↓

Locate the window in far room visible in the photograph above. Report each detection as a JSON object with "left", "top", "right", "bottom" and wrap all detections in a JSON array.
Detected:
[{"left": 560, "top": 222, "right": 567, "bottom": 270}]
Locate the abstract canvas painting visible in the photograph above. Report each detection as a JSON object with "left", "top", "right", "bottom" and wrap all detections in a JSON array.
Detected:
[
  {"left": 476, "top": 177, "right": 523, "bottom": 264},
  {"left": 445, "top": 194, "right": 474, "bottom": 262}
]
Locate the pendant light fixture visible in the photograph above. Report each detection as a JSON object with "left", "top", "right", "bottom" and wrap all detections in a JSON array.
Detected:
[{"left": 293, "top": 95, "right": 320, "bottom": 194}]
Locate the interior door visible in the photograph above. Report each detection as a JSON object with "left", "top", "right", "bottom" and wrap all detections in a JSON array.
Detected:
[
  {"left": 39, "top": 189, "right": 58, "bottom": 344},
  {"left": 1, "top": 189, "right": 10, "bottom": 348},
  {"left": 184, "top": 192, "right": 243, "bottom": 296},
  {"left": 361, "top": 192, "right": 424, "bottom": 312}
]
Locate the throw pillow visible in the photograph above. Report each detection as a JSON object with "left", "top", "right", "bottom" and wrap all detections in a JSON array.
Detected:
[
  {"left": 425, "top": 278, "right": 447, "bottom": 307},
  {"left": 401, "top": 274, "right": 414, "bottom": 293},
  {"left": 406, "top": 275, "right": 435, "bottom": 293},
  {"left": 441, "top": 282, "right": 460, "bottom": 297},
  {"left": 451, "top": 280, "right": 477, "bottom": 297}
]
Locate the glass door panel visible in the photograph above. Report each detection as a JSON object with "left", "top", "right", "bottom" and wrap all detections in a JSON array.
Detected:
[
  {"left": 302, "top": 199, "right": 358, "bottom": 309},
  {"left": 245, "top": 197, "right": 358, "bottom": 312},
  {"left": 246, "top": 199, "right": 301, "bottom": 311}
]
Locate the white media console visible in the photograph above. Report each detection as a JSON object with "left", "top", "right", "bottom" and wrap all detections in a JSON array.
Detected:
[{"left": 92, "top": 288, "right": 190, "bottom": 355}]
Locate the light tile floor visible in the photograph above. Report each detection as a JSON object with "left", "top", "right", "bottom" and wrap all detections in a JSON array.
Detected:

↑

Your answer should be the records above, set down exactly.

* **Completed task**:
Locate the window in far room visible in the photograph above. Report each detection as a JSON object with "left", "top", "right", "bottom" and wrap all detections in a JSON array.
Detected:
[{"left": 560, "top": 222, "right": 567, "bottom": 270}]
Locate the abstract canvas painting visible in the photograph above. Report each detection as a JSON object with "left", "top", "right", "bottom" and wrap all detections in a JSON array.
Detected:
[
  {"left": 476, "top": 177, "right": 523, "bottom": 264},
  {"left": 445, "top": 194, "right": 474, "bottom": 262}
]
Locate the pendant light fixture visible in the photograph above. Report each detection as a JSON object with "left", "top", "right", "bottom" and wrap all detections in a JSON array.
Detected:
[{"left": 293, "top": 95, "right": 320, "bottom": 194}]
Locate the interior door visible in the photograph above. Report each detection as a JSON object with "left", "top", "right", "bottom" and wrap all detections in a JSON array.
Detected:
[
  {"left": 39, "top": 189, "right": 58, "bottom": 344},
  {"left": 1, "top": 189, "right": 10, "bottom": 348},
  {"left": 184, "top": 192, "right": 243, "bottom": 296},
  {"left": 361, "top": 192, "right": 424, "bottom": 312}
]
Locate the throw pillow visible in the photograph above. Report each detection as a JSON object with "left", "top", "right", "bottom" and wrap all detections in a JSON array.
Detected:
[
  {"left": 425, "top": 278, "right": 447, "bottom": 307},
  {"left": 401, "top": 274, "right": 414, "bottom": 293},
  {"left": 406, "top": 275, "right": 435, "bottom": 293},
  {"left": 441, "top": 282, "right": 460, "bottom": 297},
  {"left": 451, "top": 280, "right": 477, "bottom": 297}
]
Locate the glass door panel visible in the photograph above. Report each detection as a JSON object with "left", "top", "right", "bottom" and wrap all detections in a JSON array.
Detected:
[
  {"left": 302, "top": 199, "right": 358, "bottom": 309},
  {"left": 245, "top": 197, "right": 358, "bottom": 312},
  {"left": 246, "top": 199, "right": 301, "bottom": 311}
]
Locate the white media console visible in the photograph above. Report each detection as a JSON object with "left", "top", "right", "bottom" and wrap all detections in a JSON array.
Detected:
[{"left": 92, "top": 288, "right": 190, "bottom": 355}]
Locate the light tile floor visible in the photograph above. Report each detection as a JSON object with "left", "top", "right", "bottom" and wrap all detections in a JSON array.
Detected:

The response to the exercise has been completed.